_TASK PROMPT_.
Rescale the listing from the line containing "Place one keypoint on each instance of the stone castle" through the end of the listing. Reproduce every line, including the request lines unchanged, but multiply each coordinate value in the answers by 2 and round the result to a whole number, with halves rounding up.

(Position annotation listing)

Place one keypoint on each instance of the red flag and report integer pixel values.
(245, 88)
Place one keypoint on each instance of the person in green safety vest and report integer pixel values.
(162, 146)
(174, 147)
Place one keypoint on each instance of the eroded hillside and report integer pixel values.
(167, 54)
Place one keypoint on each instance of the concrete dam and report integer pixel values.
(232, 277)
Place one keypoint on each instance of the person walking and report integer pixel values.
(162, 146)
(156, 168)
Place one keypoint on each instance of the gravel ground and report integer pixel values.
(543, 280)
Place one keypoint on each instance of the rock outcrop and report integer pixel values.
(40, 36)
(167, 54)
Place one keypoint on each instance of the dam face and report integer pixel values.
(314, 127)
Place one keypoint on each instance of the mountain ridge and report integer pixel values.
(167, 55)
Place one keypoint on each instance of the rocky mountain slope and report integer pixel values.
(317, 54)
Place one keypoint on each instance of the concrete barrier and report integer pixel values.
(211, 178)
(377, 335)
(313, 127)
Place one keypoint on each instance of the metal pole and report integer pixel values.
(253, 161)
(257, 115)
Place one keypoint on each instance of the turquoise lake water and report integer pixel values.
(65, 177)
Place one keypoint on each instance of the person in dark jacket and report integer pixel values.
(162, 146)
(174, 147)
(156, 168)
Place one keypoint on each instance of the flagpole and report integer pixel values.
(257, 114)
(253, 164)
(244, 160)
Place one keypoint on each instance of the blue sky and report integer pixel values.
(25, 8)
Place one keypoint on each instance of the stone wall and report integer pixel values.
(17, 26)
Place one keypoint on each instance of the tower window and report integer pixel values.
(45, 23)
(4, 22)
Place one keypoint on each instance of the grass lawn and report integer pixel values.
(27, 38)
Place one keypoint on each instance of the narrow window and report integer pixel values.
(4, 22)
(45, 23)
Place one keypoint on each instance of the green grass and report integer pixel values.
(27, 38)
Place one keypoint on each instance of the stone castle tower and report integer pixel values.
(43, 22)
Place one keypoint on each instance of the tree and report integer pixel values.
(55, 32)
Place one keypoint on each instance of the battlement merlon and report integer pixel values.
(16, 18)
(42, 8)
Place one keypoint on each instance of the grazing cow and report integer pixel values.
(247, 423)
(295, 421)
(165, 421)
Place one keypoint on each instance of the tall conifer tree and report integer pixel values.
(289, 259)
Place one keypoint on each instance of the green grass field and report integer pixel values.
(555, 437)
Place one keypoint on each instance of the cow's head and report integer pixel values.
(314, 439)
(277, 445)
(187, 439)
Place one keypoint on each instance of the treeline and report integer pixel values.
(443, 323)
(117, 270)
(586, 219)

_RESULT BELOW_.
Place one keypoint on each instance of the stone castle tower and report integer pixel values.
(86, 44)
Place one keypoint on each instance of the tree and report integer pixel values.
(110, 64)
Place one keypoint on each instance of the battlement merlon and report integer pixel values.
(32, 36)
(84, 16)
Place one keypoint on each instance of the grazing cow and report integer pixel values.
(494, 846)
(590, 842)
(330, 842)
Place one keypoint on each instance of the tall conifer tree and report integer pixel values.
(578, 518)
Place one keypoint on each instance of the green grass field and report integer pixel values.
(1110, 874)
Place one keypoint on each instance of the cow's head and report integer pixel values.
(628, 878)
(554, 890)
(374, 878)
Place one keypoint on each instance of the treeline and report integer pixel values.
(886, 646)
(234, 540)
(1172, 438)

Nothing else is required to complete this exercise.